Written task 1
In the discussion of Android fragmentation below, what share of devices that have accessed Google Play does the official dashboard chart put on ICS?

This problem isn't quite as severe as its made out to be. Dealing with the diverse hardware ecosystem and implementation bugs are both much larger problems, IMO.



"91% of the Android market is covered by 3 major versions (2.2, 2.3, and 4.0). 72% is covered by just two major versions (2.3 and 4.0)."

Disingenuous. 65% of that 72% is 2.3. And now, yet another major version has been released.


This report disagrees with you rather strongly:

http://opensignalmaps.com/reports/fragmentation.php

It claims 2.3 and 2.4 make up for ~75% of the installed base, and the remaining 25% is just a mess.


The official dashboard is http://developer.android.com/about/dashboards/index.html and has been updated fairly often - maybe once a month or so - since ICS released.

According to that chart, about 84% of devices that have accessed Google Play are on Froyo or Gingerbread, and another 7% are on ICS.

Pretty much all of the phone market is concentrated in Gingerbread and Froyo. I think fewer than 10 types of phone are on ICS.


Sony alone moved about 10 differen models released in 2011 to ICS about two weeks ago, mine among them.


This is true, but typically you will decide your minimum API level. A lot of apps moving to 2.0+ API level minimums in order to reduce the clutter.

However, compared to hardware variations and manufacturer/carrier modifications, API level is a piece of cake to handle.


That's like saying 91% of the Windows market is 3 major versions, XP, Vista, and Windows 7.

2.x and 4.x are very different beasts.


Yes, it's exactly like saying that. Windows has several years between each version and each version still has like 30-40% each, so it's quite fragmented, too.


It is fragmented. But not in the developer sense.

Microsoft has always been quite good in backporting their developer libraries. So even you did have users on XP you could simply bundle these with your app e.g. .Net, DirectX.

Google may have to look at doing something similar for 2.3 users in particular.


You're obviously not a Windows or Android developer :)

Backported to XP APIs have always been limited and just building software for XP is becoming increasingly difficult (probably as it should be, but the reality is that there are a lot of XP machines still out there), whereas building for both Android 2.3 and 3.0 is laughably simple. You lose out on some APIs, but most of the best stuff is in the support libraries. The "fragmentation" for OS updates (IMO) is really only a serious negative for the end user not getting new stuff, bug fixes, and security updates, not a real negative for developers (yet).

The bigger fragmentation problem for developers is different hardware and different drivers, but OS updates would not generally help with that since the vendors are probably worse with fixing driver bugs than they are with updating their phones (and that "fragmentation" is rather overblown, in any case).


> [Windows] is fragmented. But not in the developer sense.

We develop windows applications and have to support XP and up. We certainly notice fragmentation "in the developer sense".

Supplied records
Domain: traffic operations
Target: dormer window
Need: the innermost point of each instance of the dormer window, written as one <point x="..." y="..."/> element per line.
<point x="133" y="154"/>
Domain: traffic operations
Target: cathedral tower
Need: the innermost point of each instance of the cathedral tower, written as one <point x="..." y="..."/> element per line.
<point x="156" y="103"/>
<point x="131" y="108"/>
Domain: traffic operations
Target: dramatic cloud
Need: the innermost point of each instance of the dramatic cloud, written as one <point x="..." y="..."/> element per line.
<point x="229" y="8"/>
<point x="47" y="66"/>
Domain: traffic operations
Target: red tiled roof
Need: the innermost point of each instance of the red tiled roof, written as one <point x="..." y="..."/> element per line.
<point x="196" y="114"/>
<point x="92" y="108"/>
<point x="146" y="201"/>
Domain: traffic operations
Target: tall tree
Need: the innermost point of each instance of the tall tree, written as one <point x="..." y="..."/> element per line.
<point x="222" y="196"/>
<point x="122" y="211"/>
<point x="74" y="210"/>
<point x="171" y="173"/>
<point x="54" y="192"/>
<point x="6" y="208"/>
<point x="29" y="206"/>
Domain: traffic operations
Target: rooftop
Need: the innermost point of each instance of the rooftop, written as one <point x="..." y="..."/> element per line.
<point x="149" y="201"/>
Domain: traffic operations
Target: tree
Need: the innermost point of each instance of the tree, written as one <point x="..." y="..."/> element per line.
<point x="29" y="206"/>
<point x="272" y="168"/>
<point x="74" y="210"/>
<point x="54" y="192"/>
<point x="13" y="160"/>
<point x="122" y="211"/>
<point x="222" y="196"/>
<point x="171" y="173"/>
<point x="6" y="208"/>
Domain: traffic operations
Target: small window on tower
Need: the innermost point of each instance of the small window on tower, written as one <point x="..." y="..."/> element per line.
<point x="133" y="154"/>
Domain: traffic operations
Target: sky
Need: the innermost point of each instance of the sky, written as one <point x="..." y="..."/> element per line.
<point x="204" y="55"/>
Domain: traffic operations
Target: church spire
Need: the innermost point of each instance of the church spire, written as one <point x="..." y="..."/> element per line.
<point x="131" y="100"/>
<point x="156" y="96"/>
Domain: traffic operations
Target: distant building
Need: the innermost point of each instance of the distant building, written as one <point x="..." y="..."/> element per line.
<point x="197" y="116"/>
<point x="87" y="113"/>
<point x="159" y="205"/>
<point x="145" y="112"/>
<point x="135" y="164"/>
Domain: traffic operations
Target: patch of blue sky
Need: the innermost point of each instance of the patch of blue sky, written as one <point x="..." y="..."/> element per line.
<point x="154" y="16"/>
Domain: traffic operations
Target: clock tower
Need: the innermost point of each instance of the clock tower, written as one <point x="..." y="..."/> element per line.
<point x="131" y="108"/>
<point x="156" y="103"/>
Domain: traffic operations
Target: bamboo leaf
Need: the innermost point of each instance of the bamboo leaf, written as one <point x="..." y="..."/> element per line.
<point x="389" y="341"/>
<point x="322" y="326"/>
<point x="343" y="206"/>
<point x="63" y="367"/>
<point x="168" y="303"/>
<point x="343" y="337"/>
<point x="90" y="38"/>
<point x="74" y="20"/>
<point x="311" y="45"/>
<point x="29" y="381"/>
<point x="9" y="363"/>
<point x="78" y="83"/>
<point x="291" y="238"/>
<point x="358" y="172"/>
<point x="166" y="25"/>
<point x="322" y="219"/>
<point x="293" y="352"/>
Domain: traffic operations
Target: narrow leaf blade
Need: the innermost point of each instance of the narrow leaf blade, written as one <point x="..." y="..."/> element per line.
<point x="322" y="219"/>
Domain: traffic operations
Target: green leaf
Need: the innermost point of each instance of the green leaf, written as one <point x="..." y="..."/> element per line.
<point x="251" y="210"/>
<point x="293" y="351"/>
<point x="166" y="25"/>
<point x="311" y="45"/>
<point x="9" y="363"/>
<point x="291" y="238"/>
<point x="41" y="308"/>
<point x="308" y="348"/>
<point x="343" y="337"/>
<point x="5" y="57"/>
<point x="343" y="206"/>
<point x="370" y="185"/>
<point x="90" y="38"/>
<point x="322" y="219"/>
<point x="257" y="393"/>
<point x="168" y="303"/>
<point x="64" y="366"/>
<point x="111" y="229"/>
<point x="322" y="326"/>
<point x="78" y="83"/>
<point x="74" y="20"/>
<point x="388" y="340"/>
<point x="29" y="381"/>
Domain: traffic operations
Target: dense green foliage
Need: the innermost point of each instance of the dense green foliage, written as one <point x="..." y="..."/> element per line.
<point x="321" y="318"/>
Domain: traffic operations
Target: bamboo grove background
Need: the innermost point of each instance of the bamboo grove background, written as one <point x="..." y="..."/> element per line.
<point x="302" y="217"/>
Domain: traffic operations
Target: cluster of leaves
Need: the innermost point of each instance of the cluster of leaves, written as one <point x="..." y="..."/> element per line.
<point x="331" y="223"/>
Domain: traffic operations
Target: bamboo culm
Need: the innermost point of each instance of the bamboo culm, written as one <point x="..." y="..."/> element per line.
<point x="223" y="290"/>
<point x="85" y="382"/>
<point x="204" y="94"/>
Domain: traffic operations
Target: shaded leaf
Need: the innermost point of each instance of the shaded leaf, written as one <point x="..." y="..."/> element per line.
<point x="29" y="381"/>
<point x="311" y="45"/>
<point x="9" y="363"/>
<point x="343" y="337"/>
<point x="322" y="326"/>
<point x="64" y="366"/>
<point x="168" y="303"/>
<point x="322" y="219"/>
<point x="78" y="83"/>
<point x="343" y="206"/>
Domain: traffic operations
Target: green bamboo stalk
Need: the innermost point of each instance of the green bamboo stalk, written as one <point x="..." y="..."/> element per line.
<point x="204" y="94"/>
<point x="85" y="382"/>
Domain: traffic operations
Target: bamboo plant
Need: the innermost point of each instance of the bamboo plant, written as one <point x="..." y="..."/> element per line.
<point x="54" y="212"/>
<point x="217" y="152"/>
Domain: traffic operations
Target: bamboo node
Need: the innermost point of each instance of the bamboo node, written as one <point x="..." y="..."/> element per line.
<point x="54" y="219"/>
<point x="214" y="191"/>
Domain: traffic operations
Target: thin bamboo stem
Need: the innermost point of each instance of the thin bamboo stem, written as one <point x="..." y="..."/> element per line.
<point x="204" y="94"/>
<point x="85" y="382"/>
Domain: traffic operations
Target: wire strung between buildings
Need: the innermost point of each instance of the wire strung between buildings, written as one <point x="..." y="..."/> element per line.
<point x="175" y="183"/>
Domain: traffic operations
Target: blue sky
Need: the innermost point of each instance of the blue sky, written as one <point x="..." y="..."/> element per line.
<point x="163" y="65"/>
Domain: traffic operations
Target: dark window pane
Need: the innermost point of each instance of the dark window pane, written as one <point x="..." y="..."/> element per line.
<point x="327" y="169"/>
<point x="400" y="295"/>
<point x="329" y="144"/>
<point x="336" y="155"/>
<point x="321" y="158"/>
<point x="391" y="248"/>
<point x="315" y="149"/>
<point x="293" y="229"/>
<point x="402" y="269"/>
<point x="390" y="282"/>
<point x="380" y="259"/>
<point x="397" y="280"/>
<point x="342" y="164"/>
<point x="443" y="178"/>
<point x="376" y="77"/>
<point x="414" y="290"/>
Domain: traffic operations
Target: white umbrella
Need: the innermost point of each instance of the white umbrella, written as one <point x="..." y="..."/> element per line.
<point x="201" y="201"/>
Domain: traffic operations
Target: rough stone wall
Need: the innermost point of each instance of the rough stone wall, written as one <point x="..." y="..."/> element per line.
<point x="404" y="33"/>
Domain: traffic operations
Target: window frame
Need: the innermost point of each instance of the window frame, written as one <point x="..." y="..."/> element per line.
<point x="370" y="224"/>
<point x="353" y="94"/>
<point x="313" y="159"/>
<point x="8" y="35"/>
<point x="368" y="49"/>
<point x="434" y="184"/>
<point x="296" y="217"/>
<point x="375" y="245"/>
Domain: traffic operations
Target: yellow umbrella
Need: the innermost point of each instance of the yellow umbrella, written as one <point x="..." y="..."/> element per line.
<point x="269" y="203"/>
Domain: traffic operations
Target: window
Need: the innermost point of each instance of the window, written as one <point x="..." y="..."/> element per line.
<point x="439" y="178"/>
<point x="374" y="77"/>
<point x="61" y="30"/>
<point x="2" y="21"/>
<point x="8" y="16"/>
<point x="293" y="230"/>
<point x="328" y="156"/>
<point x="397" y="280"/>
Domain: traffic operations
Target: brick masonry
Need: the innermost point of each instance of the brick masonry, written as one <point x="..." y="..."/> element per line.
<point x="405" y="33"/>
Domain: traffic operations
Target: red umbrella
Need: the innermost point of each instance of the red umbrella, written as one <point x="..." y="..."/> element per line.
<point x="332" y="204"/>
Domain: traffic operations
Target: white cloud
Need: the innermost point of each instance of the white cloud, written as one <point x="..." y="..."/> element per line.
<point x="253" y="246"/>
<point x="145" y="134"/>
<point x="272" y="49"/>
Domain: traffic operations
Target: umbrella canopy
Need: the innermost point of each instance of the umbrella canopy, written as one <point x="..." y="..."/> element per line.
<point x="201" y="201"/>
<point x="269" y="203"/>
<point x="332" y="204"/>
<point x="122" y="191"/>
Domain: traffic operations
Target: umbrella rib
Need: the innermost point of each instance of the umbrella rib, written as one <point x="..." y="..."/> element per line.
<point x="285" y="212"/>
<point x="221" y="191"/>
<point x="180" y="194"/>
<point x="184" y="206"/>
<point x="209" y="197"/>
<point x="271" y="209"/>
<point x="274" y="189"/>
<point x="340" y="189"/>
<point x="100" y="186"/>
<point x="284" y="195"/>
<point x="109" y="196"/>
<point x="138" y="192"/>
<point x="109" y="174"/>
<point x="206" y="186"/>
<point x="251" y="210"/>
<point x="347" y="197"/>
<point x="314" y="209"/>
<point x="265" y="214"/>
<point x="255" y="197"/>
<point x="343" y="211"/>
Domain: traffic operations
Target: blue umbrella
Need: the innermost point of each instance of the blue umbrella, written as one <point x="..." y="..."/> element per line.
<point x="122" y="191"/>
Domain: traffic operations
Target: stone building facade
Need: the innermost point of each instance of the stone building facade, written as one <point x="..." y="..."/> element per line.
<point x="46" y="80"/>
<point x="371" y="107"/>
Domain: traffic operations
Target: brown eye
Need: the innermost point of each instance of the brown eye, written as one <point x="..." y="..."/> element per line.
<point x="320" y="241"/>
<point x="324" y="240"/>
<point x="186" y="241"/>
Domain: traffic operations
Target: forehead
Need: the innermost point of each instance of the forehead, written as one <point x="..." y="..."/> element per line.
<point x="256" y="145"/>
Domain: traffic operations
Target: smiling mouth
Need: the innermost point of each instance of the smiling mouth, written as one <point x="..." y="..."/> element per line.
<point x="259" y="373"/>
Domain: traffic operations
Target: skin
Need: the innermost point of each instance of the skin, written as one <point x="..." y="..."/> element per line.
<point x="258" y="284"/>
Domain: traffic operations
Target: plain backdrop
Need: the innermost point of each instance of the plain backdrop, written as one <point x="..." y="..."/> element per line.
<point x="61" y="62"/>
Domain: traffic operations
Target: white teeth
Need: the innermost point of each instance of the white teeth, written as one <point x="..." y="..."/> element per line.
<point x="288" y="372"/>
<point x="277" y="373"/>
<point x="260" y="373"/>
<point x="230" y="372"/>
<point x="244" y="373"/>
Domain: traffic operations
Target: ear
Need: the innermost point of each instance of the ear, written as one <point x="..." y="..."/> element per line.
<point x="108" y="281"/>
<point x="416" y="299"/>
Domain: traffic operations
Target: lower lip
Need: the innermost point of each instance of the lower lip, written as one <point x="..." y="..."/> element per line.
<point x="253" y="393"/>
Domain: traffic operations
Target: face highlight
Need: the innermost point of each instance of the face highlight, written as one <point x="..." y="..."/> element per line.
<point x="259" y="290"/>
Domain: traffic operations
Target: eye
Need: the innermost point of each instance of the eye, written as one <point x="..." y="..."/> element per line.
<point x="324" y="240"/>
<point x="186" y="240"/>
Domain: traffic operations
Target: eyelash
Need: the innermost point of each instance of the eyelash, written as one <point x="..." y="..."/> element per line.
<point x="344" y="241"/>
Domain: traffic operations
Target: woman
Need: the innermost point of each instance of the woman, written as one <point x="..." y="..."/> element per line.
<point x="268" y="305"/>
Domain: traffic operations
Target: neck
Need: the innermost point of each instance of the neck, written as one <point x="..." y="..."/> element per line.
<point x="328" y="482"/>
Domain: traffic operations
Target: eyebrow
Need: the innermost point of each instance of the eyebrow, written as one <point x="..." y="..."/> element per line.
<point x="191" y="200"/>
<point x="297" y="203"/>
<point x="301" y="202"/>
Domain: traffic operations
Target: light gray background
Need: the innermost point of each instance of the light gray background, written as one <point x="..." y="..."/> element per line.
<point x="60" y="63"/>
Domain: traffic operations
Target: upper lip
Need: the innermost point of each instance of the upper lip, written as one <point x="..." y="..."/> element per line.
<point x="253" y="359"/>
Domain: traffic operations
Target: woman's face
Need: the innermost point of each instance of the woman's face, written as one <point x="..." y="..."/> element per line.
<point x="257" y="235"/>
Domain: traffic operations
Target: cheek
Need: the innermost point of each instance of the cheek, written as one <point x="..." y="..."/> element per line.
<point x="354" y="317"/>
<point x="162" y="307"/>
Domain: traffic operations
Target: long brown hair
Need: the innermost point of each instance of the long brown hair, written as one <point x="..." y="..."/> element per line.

Written task 2
Select every line in the rows above that contains the string "woman", with case counting.

Correct response 1
About 7%

Correct response 2
Target: woman
Need: the innermost point of each instance of the woman, written as one <point x="..." y="..."/> element per line.
Target: woman's face
Need: the innermost point of each instance of the woman's face, written as one <point x="..." y="..."/> element per line.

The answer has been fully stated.